→ **TASK**
Copy the following data exactly and drop the pictures.

→ **DATA PROVIDED**

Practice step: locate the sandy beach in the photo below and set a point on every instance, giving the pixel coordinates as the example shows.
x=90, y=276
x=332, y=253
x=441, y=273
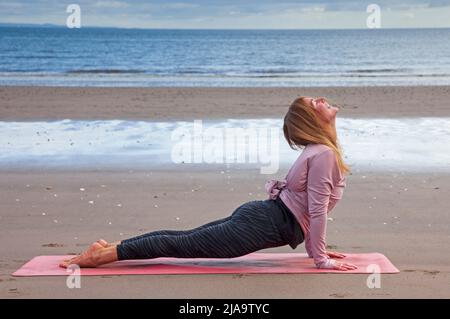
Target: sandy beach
x=51, y=212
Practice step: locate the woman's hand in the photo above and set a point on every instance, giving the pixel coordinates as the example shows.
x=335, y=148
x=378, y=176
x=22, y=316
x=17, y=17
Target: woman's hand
x=344, y=266
x=335, y=254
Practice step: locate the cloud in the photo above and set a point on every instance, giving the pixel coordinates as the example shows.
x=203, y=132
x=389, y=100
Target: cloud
x=111, y=4
x=227, y=13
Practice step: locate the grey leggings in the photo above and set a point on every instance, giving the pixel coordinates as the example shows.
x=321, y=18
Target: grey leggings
x=250, y=227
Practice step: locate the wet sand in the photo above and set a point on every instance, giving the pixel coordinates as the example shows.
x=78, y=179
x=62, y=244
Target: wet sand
x=50, y=103
x=402, y=215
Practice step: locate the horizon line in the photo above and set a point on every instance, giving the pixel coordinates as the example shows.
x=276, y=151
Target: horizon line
x=51, y=25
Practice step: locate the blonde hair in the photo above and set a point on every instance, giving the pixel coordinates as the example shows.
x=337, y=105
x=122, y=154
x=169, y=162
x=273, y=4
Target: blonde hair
x=303, y=126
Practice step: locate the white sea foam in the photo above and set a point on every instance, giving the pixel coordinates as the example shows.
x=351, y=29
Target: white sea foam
x=406, y=144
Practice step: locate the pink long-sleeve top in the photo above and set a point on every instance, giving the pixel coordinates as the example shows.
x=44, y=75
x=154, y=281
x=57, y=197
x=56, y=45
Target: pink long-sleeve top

→ **WRITTEN ANSWER**
Practice step: locate the sandy beach in the photo below and set a point on every instance, giving the pixel coordinates as the example shows.
x=90, y=276
x=332, y=253
x=441, y=273
Target: sandy beach
x=51, y=212
Practice step: locate the woman's hand in the photo above and set a point on every instance, giving the pixel coordinates as the example shows.
x=335, y=148
x=378, y=176
x=22, y=316
x=17, y=17
Target: woman's hand
x=344, y=266
x=335, y=254
Practice step: locate the cloud in the photo above and set a point on every instance, giving the pixel coordinates as the example shows.
x=203, y=132
x=389, y=100
Target: cloud
x=111, y=4
x=227, y=13
Practice step: locate the grey leggings in the photo above and set a point on every instance, giving the pixel coordinates as the example shows.
x=321, y=18
Target: grey leggings
x=250, y=227
Practice step: locate the wet sand in the photo above and set a point on every instance, giving the pixel coordinates as the example shows.
x=78, y=179
x=62, y=244
Target: wet sand
x=50, y=103
x=402, y=215
Practice step: locate the horizon line in the photo above and set a point on every instance, giving the pixel coordinates as the example shows.
x=276, y=151
Target: horizon line
x=51, y=25
Practice step: locate the blonde hair in the photo above and set a point on every instance, giving the pixel coordinates as the example shows.
x=337, y=105
x=122, y=154
x=169, y=162
x=273, y=4
Target: blonde hair
x=303, y=126
Practice step: locate the white sea foam in the photo above and set a point on every instance, giving the pixel coordinates as the example shows.
x=351, y=29
Target: white sea foam
x=406, y=144
Practice step: locate the pink long-sleeve top in the photo above and set a point on every instance, giving the pixel coordinates as the example shows.
x=44, y=75
x=154, y=281
x=57, y=197
x=56, y=45
Target: pink long-sleeve top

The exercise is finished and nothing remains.